_PASSAGE TO READ_:
+ + + + + + +

I believe that these sub-par numbers are being driven by the 59% which are still using Backup 1.0 methods.

Backup 1.0 versus Backup 2.0

What is Backup 1.0? I’m going to “borrow” Quest Software’s definition of Backup 1.0 and 2.0 which is illustrated below:

Backup 1.0 involves traditional backup agents installed within the OS which incurs additional OPEX burdens. The restore process often consists of deploying a new server, installing the OS and then backup software, performing a restore from tape and sometimes having to repeat the entire process.

Backup 2.0 in contrast is agentless and full images are restored from disk in a single step. This single-step recovery from disk often drastically reduces restore times – in some cases by a factor of 10 or more.  Furthermore, with Backup 2.0 you don’t have to sacrifice granular file/mailbox level recovery as solutions like Quest vRanger and Veeam Backup and Replication provide granular file/object level restores as well.

Project Blue Sphere: A Tale of Two Infrastructures

At Project Blue Sphere we had a newer 20-host virtual infrastructure being backed up to disk by Quest vRanger Pro 4.5.  Restores when necessary were relatively quick and painless.

+ + + + + + +

_GIVEN RECORDS_:
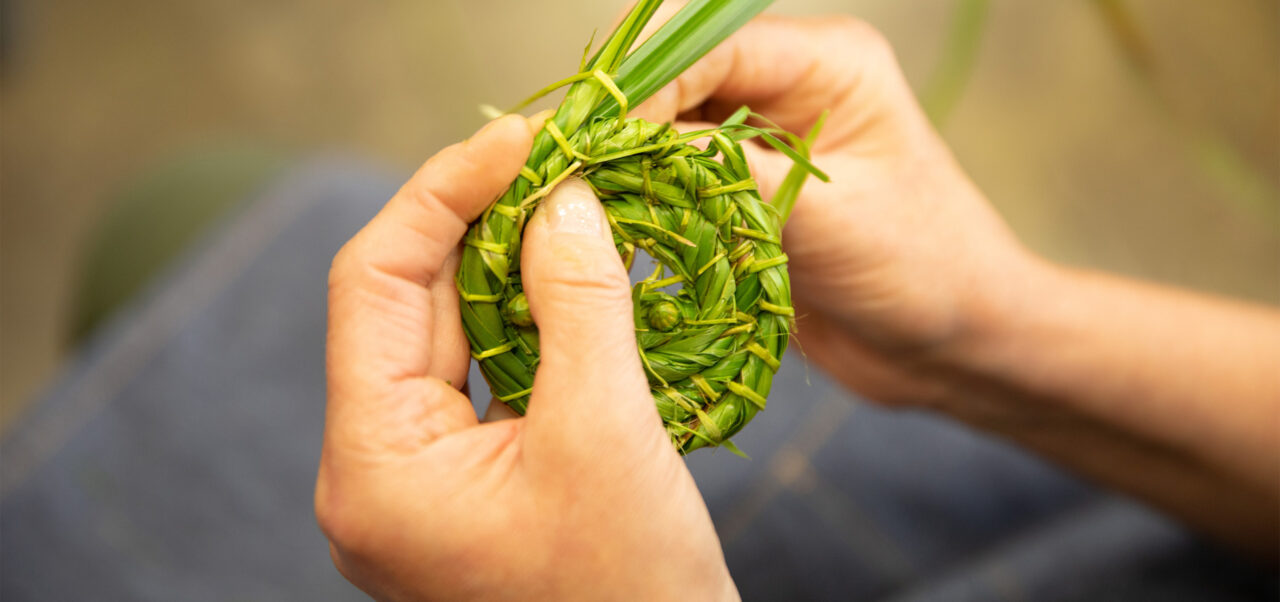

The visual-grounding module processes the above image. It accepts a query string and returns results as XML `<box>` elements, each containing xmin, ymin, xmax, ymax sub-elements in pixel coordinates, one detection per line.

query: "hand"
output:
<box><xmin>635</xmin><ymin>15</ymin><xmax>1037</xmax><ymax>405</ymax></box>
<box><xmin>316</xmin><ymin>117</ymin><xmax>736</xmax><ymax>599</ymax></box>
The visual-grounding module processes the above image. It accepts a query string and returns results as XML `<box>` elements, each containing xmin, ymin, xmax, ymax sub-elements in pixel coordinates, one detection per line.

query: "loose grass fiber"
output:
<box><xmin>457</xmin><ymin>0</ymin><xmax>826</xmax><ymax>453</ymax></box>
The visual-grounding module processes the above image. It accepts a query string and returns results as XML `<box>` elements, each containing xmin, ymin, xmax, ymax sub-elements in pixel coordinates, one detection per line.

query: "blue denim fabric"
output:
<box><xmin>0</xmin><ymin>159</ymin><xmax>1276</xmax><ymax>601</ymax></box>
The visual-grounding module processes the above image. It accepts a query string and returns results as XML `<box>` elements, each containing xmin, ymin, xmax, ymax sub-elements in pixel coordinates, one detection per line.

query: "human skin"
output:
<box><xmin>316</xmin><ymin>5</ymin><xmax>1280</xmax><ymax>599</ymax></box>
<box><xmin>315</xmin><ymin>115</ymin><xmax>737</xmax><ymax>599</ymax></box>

+ + + + + + +

_EXERCISE REQUIREMENTS_:
From the backup passage, return the wording that begins at the words "Project Blue Sphere: A" and stops after "quick and painless.". Work from the backup passage alone and leave the data aside.

_WRITTEN ANSWER_:
Project Blue Sphere: A Tale of Two Infrastructures

At Project Blue Sphere we had a newer 20-host virtual infrastructure being backed up to disk by Quest vRanger Pro 4.5.  Restores when necessary were relatively quick and painless.